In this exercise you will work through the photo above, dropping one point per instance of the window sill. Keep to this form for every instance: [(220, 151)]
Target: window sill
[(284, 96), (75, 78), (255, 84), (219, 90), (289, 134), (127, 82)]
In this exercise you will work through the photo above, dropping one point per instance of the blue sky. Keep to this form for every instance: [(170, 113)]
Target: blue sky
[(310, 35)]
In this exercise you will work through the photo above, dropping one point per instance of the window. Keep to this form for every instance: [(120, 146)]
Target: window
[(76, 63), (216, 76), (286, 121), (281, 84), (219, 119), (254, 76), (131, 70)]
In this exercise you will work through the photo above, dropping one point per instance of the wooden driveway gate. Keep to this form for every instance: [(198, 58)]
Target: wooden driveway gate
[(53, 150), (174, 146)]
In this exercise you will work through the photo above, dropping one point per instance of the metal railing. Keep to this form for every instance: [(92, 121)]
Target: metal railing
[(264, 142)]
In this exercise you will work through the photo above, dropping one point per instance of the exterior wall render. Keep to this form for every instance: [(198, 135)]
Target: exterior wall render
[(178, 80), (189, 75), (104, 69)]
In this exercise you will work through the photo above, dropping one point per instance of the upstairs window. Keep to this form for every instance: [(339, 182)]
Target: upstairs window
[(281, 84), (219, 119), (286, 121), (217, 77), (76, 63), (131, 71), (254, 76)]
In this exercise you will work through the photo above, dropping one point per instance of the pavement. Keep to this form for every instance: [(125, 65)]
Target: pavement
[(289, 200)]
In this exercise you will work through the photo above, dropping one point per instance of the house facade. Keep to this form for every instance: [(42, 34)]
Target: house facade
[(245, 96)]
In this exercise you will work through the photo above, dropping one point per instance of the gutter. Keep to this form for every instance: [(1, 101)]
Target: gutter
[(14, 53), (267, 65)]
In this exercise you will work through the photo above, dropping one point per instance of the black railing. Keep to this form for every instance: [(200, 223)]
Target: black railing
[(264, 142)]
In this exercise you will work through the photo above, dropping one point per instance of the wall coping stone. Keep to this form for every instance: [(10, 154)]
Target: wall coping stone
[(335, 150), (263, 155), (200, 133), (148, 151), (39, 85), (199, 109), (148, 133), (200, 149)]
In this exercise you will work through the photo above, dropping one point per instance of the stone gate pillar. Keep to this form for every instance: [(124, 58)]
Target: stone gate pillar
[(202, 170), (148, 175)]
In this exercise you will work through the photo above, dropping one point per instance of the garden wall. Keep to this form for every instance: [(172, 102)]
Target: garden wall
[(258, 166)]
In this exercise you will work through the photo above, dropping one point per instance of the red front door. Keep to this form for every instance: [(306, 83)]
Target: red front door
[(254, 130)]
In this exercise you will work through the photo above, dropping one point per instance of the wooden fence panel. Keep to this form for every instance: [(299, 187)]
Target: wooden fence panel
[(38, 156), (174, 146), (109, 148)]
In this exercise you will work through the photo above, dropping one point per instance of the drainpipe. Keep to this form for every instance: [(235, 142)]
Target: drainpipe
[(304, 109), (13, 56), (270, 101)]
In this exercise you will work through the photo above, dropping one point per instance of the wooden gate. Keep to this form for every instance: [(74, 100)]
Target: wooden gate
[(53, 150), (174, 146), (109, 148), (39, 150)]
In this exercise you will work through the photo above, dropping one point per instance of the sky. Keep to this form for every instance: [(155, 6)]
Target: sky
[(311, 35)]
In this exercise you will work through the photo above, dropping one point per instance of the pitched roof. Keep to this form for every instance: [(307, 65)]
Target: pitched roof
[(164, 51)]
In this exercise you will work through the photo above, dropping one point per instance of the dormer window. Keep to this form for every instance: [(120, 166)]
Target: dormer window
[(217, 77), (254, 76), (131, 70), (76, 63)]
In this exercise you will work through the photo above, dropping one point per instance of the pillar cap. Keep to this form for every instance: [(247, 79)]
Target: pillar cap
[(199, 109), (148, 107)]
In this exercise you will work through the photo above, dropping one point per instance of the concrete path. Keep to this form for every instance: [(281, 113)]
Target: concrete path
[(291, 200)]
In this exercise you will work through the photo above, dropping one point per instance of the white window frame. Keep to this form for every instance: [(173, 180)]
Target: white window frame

********************

**What this task involves**
Copy the material word for word, from its first line through the line containing "[(310, 35)]", inclusive.

**Finished task**
In this exercise you will work through the photo above, dropping one point per instance of the window sill. Keep to this form for every instance: [(220, 151)]
Target: window sill
[(284, 96), (75, 78), (255, 84), (219, 90), (289, 134), (127, 82)]
In this exercise you will work through the photo above, dropping one point per instance of the blue sky. Keep to this form for every instance: [(170, 113)]
Target: blue sky
[(310, 35)]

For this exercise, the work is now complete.